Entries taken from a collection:
---
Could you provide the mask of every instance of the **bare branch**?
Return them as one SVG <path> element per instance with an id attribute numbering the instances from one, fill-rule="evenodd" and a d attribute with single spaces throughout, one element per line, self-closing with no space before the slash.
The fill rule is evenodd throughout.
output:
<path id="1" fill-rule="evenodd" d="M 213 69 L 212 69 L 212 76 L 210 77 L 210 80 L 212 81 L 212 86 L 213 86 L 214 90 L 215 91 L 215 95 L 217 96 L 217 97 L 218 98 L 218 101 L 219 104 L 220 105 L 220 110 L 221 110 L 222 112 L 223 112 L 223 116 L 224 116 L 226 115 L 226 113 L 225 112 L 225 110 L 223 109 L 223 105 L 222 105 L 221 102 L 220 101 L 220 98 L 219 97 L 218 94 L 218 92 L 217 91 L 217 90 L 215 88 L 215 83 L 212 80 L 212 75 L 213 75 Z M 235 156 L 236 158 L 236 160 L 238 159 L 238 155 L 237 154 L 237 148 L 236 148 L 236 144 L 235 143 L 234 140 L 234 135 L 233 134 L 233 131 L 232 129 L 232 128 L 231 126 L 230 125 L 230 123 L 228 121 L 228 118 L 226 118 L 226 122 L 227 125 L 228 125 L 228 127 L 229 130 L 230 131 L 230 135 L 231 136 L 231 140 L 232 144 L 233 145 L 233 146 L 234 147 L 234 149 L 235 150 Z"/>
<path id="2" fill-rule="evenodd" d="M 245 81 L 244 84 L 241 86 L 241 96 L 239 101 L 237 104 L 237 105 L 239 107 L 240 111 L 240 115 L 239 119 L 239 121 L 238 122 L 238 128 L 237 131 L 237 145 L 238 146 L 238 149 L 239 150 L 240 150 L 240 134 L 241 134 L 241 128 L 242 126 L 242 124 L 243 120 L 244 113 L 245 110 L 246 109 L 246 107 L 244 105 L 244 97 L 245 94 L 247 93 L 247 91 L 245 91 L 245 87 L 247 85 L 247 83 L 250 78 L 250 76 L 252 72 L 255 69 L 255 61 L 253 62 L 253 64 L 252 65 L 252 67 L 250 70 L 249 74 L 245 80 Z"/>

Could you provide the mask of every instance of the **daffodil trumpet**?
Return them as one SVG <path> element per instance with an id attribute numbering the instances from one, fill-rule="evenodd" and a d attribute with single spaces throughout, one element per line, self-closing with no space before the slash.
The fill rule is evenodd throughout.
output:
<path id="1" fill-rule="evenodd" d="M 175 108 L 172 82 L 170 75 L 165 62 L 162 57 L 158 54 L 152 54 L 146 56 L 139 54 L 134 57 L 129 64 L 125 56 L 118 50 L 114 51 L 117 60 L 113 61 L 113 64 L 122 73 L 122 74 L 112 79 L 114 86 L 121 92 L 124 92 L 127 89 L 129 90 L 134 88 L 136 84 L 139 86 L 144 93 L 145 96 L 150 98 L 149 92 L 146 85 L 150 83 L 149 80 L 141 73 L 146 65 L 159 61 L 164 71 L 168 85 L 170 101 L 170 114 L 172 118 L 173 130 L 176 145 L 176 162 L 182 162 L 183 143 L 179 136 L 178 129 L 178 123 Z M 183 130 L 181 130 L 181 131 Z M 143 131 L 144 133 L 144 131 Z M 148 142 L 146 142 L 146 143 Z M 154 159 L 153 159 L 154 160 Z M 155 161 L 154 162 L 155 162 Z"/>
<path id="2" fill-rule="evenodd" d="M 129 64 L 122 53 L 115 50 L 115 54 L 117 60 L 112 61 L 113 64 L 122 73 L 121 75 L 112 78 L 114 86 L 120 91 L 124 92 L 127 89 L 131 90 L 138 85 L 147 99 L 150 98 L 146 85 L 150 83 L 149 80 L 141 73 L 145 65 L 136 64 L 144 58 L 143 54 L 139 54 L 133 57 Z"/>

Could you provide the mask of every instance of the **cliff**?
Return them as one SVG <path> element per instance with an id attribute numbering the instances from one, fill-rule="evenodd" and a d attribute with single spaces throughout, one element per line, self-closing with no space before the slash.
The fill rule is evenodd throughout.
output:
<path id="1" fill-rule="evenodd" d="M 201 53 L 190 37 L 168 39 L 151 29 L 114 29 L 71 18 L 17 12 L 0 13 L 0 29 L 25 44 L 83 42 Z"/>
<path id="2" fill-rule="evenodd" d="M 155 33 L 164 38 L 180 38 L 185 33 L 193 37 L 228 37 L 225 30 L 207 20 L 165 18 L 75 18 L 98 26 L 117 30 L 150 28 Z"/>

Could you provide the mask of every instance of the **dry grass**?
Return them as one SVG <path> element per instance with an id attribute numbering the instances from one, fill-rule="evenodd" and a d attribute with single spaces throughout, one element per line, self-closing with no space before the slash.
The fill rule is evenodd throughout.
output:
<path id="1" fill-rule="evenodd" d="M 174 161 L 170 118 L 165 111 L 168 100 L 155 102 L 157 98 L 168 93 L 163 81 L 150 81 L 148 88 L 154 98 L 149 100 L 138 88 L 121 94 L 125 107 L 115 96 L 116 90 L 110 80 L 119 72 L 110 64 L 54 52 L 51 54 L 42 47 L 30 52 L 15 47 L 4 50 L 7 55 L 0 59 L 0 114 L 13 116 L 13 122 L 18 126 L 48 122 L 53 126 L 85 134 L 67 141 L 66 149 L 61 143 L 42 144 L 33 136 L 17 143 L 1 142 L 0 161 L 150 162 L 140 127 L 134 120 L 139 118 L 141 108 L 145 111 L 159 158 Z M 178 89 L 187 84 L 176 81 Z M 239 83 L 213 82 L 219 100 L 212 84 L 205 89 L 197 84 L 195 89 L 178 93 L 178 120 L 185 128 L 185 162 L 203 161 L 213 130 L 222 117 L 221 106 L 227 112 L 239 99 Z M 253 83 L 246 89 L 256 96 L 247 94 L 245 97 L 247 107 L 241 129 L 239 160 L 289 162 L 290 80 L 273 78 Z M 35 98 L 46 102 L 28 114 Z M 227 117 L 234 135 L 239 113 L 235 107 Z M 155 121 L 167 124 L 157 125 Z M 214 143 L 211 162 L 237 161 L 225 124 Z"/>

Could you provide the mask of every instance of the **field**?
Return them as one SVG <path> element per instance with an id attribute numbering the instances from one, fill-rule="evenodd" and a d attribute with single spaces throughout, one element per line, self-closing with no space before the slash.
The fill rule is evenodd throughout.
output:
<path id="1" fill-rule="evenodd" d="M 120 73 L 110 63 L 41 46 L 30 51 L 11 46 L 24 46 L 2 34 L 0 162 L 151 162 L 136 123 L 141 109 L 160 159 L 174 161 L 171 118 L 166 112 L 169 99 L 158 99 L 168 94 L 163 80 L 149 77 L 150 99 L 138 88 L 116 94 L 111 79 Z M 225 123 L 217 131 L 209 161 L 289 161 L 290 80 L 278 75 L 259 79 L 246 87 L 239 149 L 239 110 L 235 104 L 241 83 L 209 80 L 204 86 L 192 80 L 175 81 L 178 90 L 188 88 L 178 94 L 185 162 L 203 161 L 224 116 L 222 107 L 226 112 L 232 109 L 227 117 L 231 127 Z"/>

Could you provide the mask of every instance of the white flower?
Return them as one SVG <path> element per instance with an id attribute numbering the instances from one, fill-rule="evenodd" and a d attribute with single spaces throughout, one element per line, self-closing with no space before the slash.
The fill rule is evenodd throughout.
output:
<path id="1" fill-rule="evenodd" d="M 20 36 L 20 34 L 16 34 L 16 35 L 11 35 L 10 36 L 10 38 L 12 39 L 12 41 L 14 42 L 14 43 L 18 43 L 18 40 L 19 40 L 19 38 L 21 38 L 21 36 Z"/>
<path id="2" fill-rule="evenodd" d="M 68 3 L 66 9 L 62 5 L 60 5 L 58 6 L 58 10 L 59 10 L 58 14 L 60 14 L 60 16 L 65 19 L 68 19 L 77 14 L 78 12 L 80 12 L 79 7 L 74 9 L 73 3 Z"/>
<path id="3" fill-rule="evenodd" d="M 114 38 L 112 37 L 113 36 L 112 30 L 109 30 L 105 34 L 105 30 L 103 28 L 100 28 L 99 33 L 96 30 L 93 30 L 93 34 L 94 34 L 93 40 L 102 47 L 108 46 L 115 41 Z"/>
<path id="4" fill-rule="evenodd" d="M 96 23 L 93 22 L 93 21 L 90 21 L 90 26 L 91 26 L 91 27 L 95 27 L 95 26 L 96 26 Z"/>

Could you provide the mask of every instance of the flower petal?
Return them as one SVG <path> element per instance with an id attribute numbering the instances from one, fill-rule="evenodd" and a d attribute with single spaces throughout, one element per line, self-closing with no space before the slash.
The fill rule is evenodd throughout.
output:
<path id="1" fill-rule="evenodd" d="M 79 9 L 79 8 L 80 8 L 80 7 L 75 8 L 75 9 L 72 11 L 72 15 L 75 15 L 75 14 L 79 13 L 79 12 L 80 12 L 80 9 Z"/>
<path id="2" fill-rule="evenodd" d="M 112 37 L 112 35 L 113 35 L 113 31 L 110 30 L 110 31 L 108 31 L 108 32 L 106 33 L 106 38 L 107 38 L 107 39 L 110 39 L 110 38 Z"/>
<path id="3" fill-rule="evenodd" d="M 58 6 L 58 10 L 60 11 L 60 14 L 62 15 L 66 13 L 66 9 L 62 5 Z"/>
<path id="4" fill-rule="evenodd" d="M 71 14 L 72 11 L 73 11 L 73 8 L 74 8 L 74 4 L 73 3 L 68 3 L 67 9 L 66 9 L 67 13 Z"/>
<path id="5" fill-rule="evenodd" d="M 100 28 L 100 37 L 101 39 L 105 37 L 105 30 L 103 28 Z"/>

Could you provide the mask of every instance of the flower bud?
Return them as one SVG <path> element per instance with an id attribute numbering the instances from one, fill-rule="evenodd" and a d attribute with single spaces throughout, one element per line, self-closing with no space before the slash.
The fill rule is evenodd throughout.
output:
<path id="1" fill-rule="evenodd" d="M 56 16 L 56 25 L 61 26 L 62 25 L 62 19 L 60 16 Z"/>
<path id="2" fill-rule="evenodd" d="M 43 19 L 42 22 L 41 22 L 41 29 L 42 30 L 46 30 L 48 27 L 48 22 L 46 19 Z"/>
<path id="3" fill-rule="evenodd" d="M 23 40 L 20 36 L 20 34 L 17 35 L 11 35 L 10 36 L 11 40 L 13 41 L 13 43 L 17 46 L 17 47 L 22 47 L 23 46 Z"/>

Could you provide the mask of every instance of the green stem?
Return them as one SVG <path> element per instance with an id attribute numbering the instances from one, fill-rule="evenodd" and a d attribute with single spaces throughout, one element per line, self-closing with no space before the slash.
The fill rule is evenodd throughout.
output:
---
• TASK BRIEF: Output exactly the lines between the one containing "Could you provide the mask of every instance of the green" and the final line above, both inclusive.

• IN RESPONSE:
Could you provide the mask of every instance of the green stem?
Return them as one SVG <path> element per instance with an id attribute numbering the instances from one, fill-rule="evenodd" and a d attribute with single spaces throughout, one element per line, self-closing with no space before the slash.
The fill rule is evenodd throughout.
output:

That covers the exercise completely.